To be done
Please count the lines in the items below that contain the word "outline", matching case exactly. Reply with the number only.
################
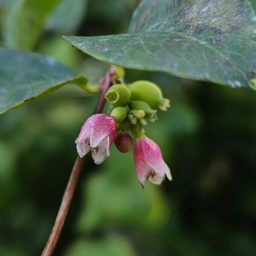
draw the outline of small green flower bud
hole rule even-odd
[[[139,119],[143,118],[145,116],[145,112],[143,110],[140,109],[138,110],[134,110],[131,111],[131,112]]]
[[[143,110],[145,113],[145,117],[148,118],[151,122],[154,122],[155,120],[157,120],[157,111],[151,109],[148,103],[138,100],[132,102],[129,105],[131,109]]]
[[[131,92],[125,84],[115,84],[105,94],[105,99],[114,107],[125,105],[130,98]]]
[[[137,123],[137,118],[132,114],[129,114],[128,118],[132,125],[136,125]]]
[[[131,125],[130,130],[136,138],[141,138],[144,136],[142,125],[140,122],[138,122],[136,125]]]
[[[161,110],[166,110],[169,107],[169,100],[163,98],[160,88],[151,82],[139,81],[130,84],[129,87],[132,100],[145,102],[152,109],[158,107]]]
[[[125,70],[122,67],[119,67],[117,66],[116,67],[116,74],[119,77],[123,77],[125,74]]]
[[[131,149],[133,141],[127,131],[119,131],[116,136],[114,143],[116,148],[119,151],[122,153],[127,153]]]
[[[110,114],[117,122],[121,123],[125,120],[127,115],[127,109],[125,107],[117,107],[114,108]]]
################
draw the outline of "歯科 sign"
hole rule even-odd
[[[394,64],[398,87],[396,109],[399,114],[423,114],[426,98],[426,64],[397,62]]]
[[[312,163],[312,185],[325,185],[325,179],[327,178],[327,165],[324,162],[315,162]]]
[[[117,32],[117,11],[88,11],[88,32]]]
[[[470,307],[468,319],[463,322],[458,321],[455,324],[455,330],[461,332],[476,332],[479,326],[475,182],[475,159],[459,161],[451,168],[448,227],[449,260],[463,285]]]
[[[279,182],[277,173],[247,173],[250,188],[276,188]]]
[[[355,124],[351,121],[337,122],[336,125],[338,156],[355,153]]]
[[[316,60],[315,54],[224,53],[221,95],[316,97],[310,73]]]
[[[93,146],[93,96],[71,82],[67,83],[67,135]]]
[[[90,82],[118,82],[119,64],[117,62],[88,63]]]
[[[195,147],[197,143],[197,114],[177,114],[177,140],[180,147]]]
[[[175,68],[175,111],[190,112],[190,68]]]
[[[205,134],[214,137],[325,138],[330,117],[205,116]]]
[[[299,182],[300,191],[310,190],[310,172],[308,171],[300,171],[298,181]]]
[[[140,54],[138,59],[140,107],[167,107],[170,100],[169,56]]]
################
Exercise result
2